WORK INSTRUCTIONS. In the cluster issue report below, what server model is the computer ABCWFIC09?

EXCERPTED TEXT.
--- begin ---

Issue Description:
Cluster Service Terminating and Resources failing on Server 2008 R2 Cluster Name “MSCSDPO02.abc.local” in “abc.local” domain
____________________________________________________________________________________
System Information:
Système d’exploitation Microsoft Windows Server 2008 R2 Entreprise
Version 6.1.7601 Service Pack 1 Build 7601
Informations supplémentaires Non disponible
Éditeur Microsoft Corporation
Ordinateur ABCWFIC09
Fabricant HP
Modèle ProLiant DL580 G7
Type PC à base de x64
Processeur Intel(R) Xeon(R) CPU X7542 @ 2.67GHz, 2666 MHz, 6 cœur(s), 6 processeur(s) logique(s)
Processeur Intel(R) Xeon(R) CPU X7542 @ 2.67GHz, 2666 MHz, 6 cœur(s), 6 processeur(s) logique(s)
Processeur Intel(R) Xeon(R) CPU X7542 @ 2.67GHz, 2666 MHz, 6 cœur(s), 6 processeur(s) logique(s)
Processeur Intel(R) Xeon(R) CPU X7542 @ 2.67GHz, 2666 MHz, 6 cœur(s), 6 processeur(s) logique(s)
Version du BIOS/Date HP P65, 2013-10-01
System Events:
- Checked the system events and found that the Firmware of the Nic is causing the problem just before the issue.
Date | Time | Type/Level | Computer Name | Event Code | Source | Description |
7/8/2016 | 7:58:35 AM | Erreur | ABCWFIC09.abc.local | 282 | QLNDNIC | DEVICE: HP NC375i Integrated Quad Port Multifunction Gigabit Server Adapter PROBLEM: Incompatibility detected between driver and firmware on flash. ACTION: Please upgrade firmware on flash immediately. |
- Checked the Events just after the Nic Driver event and found that the Cluster Recourses went to degraded state.

--- end ---

DATA ROWS.
--- begin ---

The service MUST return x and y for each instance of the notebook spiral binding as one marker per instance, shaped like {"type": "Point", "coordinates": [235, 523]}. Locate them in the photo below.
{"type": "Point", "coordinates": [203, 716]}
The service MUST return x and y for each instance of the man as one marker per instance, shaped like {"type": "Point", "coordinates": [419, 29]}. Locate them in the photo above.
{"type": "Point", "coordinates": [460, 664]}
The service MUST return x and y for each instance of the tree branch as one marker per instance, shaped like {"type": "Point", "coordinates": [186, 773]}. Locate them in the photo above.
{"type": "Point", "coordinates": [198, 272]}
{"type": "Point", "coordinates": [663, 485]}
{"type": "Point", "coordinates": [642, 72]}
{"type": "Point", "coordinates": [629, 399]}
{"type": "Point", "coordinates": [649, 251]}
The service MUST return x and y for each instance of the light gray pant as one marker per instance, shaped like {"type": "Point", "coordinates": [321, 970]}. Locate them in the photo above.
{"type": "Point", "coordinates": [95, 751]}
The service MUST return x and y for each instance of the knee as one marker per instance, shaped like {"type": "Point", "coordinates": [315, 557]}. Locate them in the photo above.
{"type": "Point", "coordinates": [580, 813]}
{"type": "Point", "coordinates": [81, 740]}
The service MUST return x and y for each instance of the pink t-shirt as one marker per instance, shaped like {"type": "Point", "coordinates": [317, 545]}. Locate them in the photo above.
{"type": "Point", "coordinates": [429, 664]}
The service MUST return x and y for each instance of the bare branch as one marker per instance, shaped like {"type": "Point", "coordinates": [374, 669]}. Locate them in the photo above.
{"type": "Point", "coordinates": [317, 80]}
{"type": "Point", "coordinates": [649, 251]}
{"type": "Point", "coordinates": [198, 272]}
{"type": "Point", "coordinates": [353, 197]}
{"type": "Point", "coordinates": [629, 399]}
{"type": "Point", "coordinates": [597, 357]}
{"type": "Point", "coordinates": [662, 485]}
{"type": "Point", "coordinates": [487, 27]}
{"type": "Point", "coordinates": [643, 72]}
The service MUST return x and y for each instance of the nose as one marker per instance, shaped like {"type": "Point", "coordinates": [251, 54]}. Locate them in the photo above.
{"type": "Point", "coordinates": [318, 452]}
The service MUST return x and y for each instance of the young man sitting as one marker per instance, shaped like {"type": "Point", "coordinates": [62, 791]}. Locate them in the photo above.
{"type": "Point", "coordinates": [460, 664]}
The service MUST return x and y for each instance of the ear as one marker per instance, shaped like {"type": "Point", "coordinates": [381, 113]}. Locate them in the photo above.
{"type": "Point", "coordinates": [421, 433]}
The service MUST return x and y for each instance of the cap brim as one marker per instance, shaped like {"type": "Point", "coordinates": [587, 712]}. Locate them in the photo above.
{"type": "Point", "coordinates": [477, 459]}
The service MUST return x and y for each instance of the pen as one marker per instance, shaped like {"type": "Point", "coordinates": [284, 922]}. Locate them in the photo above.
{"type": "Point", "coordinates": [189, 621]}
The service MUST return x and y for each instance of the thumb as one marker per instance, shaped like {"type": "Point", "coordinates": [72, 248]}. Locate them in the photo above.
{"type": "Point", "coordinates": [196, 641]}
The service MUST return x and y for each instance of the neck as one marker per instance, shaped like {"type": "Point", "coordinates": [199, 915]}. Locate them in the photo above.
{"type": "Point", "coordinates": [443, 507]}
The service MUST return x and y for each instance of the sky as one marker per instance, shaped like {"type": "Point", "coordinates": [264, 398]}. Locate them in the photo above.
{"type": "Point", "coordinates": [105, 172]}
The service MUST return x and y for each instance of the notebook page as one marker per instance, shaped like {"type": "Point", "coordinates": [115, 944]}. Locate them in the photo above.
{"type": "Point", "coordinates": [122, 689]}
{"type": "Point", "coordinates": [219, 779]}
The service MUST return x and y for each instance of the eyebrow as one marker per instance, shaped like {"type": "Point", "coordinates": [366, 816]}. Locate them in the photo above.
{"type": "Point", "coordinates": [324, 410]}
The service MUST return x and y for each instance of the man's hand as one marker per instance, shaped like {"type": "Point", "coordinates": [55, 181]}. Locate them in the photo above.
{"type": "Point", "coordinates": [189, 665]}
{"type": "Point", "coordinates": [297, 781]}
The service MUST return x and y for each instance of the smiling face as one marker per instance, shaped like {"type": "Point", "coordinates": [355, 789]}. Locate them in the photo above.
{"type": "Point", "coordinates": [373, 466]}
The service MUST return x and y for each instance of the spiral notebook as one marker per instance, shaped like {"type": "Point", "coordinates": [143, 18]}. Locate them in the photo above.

--- end ---

OUTPUT FOR THIS TASK. An HP ProLiant DL580 G7.